Archive for April 2010

Unicode and custom input methods in Wunderkammer (#4: Custom input method)

Step 3: Custom input method.

First of all, you will need to add your custom input method into the code of the MenulessTextField class in the source code of Wunderkammer. This can be done in any text editor, but as you will need to compile the whole thing later anyway, its probably better to do everything in NetBeans or another Java IDE right from the beginning. You can find the whole MenulessTextField class with the custom Tura-French input method here.

There are only a few things that you are likely to need to modify. Thus, you will probably want to customize the mappings for low case (see picture) and upper case letters onto a typical 3×4 mobile phone keypad. The <\uXXXX> sequences are the unicodes for every special character (I added the characters themselves as comments in green to make things clear).

The low case mappings of the Tura custom input method

Furthermore, you might wish to modify the part “\ue003\ue004\ue005” in brackets after TextField.addInputMode and TextField.setDefaultInputModeOrder, which stands for <ɛ̀ɛ̂ɛ́>. This is just the way I chose to indicate the low case Tura custom input method at the right end of the search box in WK, similar to “Abc” or “123”.

When you are done with adding your custom input method, build the WK project in NetBeans (there is a button for this in NetBeans). To update the WK binaries in wkimporting, all you need to do is replace all the files in the directory wkimporting/bundle/build/preverified with all the preverified binaries from the project. So build the project and then go to build/preverified and copy everything except the ‘META-INF’ and ‘res’ directories to wkimporting/bundle/build/preverified.

Basically, that’s it. Now, after you import the dictionary into WK, you should get a dictionary with the custom input method you defined.

Unicode and custom input methods in Wunderkammer (#3: Theme file)

Step 2: Dictionary theme file.

You can customize the dictionary theme file with the LWUIT resource editor in many ways. For instance, you can create a bitmap font and include it into the theme file. The procedure is rather straightforward. You select a font installed on your system, its size and style, anti-aliasing method and define a character set that needs to be included in the bitmap font. For example, the character set of TuraGSM Sans Condensed I used is reproduced below. Note that the last character in the charset is a space (U+0020).

Supplied records —
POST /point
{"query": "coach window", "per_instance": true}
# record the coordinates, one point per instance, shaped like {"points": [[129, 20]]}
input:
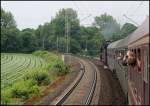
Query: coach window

Short task A —
Answer these from the text on custom input methods in Wunderkammer:
(i) What characters does the part "\ue003\ue004\ue005" stand for?
(ii) Which two directories are left out when copying from build/preverified?
(iii) What is the last character in the charset of TuraGSM Sans Condensed?
Short task B — Print the stretch from "Step 3: Custom" through "make things clear)." in the Wunderkammer text.
The listing isn't needed here.

Answer A —
(i) ɛ̀ɛ̂ɛ́
(ii) 'META-INF' and 'res'
(iii) A space (U+0020)

Answer B —
Step 3: Custom input method.

First of all, you will need to add your custom input method into the code of the MenulessTextField class in the source code of Wunderkammer. This can be done in any text editor, but as you will need to compile the whole thing later anyway, its probably better to do everything in NetBeans or another Java IDE right from the beginning. You can find the whole MenulessTextField class with the custom Tura-French input method here.

There are only a few things that you are likely to need to modify. Thus, you will probably want to customize the mappings for low case (see picture) and upper case letters onto a typical 3×4 mobile phone keypad. The <\uXXXX> sequences are the unicodes for every special character (I added the characters themselves as comments in green to make things clear).